● **AIM**:
Edit the stretch of material from the line containing "like point(573, 338)?" through the line containing "point(478, 299)" so that each "red dirt ground" becomes "red clay ground", leaving everything else unchanged, and give back only those lines.

Location labeling records
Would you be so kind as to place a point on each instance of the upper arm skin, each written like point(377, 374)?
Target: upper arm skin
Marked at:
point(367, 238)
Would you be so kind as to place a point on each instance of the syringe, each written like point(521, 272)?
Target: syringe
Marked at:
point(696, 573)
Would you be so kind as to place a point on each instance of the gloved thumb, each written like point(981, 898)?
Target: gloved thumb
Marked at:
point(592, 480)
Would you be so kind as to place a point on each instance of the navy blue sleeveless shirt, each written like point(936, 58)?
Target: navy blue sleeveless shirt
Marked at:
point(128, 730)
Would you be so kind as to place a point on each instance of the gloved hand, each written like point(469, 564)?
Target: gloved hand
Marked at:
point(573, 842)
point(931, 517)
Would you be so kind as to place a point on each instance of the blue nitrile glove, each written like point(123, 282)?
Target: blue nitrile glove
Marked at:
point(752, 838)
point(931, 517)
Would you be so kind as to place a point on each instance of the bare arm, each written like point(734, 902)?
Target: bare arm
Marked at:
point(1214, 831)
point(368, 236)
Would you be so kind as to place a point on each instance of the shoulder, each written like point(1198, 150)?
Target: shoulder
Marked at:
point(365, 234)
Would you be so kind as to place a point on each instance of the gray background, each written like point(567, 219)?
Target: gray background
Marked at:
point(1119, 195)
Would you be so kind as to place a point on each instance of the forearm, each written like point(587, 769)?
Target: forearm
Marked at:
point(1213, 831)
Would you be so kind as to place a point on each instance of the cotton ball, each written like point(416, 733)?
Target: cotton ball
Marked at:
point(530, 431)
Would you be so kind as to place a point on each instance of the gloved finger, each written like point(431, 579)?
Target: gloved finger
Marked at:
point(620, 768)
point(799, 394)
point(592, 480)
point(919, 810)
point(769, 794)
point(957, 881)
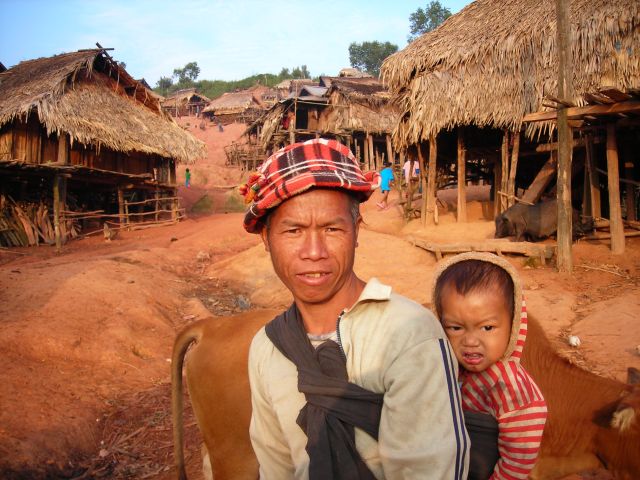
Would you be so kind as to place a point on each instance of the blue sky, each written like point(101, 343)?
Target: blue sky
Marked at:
point(229, 39)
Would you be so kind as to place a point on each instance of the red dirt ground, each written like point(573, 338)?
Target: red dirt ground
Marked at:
point(86, 334)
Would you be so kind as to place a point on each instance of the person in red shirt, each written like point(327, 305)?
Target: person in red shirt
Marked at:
point(478, 299)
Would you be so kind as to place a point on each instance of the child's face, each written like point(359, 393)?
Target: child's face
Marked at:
point(478, 326)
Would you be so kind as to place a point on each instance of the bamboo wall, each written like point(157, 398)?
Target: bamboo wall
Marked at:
point(29, 142)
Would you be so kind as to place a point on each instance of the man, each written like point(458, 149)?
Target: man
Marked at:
point(353, 381)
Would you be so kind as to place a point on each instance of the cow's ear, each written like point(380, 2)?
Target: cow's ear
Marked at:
point(633, 376)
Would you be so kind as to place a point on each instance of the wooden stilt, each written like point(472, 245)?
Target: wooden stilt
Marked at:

● **COMPLETED EXERCISE**:
Would you be so kind as to place a point on each instance of the red clay ground, each written like point(573, 338)?
Target: red clay ground
Marked at:
point(86, 334)
Would you be so kind as to place a point on each instance of the person in red shirt, each written like point(327, 305)?
Target: person in red shirt
Marked at:
point(478, 299)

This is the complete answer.